● Record excerpts:
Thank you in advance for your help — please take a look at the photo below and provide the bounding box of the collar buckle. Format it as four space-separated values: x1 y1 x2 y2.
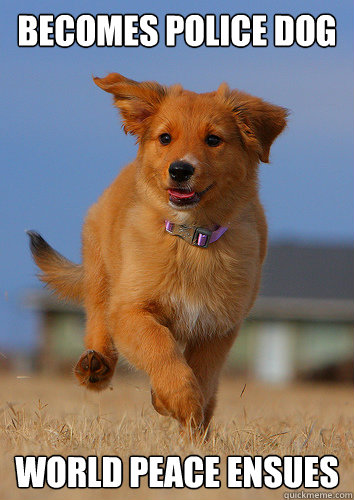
192 227 213 248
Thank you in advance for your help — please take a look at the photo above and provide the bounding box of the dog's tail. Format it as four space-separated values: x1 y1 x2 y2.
26 231 84 302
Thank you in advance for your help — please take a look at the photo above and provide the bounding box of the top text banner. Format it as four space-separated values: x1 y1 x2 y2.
18 14 336 48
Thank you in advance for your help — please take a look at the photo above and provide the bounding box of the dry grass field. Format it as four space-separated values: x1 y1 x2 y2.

● Your objective: Rewrite the rows above as a JSON list of strings, one string per line, with blank lines dropped and the picture left out.

● Solution to this problem:
[
  "Thank you in advance for your help — please take a look at the photo below and provide the bounding box of the collar buckle. Format it as four space-separated values: x1 y1 x2 y2.",
  "192 227 213 248",
  "Thank you in advance for your help — please take a look at the photo above and provide the bounding box of the dog's tail. Format it as four space-separated values: x1 y1 x2 y2.",
  "26 231 84 302",
  "Thank you in advance for your help — please take a look at the photo above and provide the bounding box of the top text banner. Format it as four space-separated values: x1 y1 x2 y2.",
  "18 14 336 48",
  "Thank you in advance for your help — please take a look at the photo above and provide the bounding box of the dry grass field. Format it as four space-separated values: x1 y1 x2 y2."
]